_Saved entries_
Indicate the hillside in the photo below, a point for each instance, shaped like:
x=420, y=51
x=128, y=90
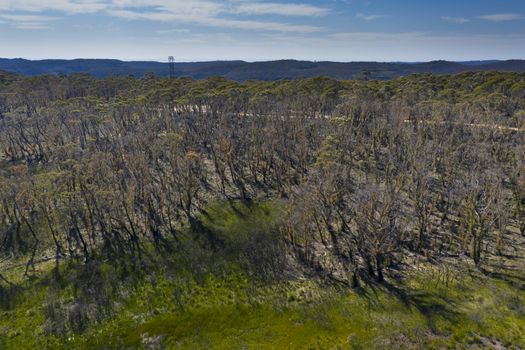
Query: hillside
x=242, y=71
x=312, y=213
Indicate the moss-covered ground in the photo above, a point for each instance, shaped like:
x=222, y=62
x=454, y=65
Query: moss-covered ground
x=228, y=307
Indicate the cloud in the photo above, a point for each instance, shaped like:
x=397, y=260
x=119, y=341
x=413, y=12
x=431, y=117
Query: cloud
x=66, y=6
x=257, y=8
x=503, y=17
x=166, y=16
x=27, y=21
x=457, y=20
x=212, y=13
x=369, y=17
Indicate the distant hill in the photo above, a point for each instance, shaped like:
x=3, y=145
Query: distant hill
x=241, y=71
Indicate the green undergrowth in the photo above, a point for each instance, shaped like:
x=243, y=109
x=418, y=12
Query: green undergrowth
x=203, y=301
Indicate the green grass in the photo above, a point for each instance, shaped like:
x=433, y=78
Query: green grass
x=230, y=308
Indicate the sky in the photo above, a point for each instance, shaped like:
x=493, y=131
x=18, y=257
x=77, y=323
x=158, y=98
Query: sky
x=257, y=30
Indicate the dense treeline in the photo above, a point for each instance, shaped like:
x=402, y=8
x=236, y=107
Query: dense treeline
x=366, y=174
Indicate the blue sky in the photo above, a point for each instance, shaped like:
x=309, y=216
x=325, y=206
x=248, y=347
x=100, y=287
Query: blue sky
x=340, y=30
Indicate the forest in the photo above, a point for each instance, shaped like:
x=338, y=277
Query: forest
x=314, y=213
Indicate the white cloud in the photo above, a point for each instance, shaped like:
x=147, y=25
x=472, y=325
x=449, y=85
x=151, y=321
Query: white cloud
x=369, y=17
x=27, y=21
x=166, y=16
x=457, y=20
x=503, y=17
x=257, y=8
x=218, y=13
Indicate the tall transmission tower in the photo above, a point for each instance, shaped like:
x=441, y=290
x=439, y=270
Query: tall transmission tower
x=171, y=61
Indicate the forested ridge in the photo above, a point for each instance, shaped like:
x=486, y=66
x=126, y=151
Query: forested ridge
x=265, y=70
x=111, y=185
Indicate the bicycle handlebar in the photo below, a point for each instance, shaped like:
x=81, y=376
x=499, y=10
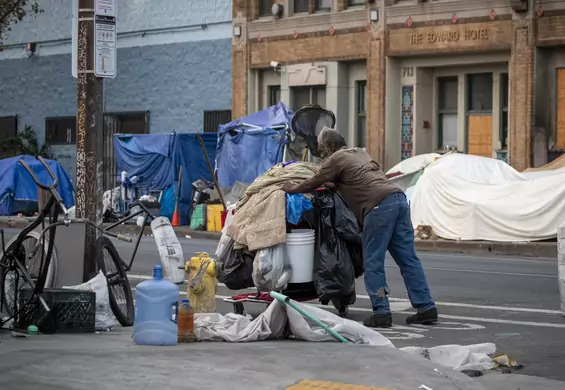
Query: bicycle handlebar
x=52, y=188
x=34, y=250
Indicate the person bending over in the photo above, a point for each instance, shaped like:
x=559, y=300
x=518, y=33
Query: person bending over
x=383, y=214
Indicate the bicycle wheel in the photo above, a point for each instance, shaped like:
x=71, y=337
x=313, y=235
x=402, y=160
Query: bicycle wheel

_How to complete this task_
Only the lines from the start of the records through the line containing "x=418, y=12" should be repeated, word for word, with the pictures left out.

_Answer to this exercise_
Indicate the hillside in the photo below, a point for each instance, shaped like:
x=420, y=51
x=128, y=90
Query: hillside
x=242, y=71
x=312, y=213
Indicate the moss-covered ground in the photo above, a point for each instance, shaped like:
x=222, y=62
x=454, y=65
Query: moss-covered ground
x=228, y=307
Indicate the cloud in the photo above, a point for each instance, shaped like:
x=397, y=260
x=119, y=341
x=413, y=12
x=431, y=117
Query: cloud
x=66, y=6
x=257, y=8
x=503, y=17
x=166, y=16
x=27, y=21
x=457, y=20
x=212, y=13
x=369, y=17
Indicate the distant hill in the photo above, a point for each instance, shaped like:
x=3, y=145
Query: distant hill
x=241, y=71
Indicate the green undergrowth in the photo above, a point for each instance, shaped like:
x=243, y=109
x=418, y=12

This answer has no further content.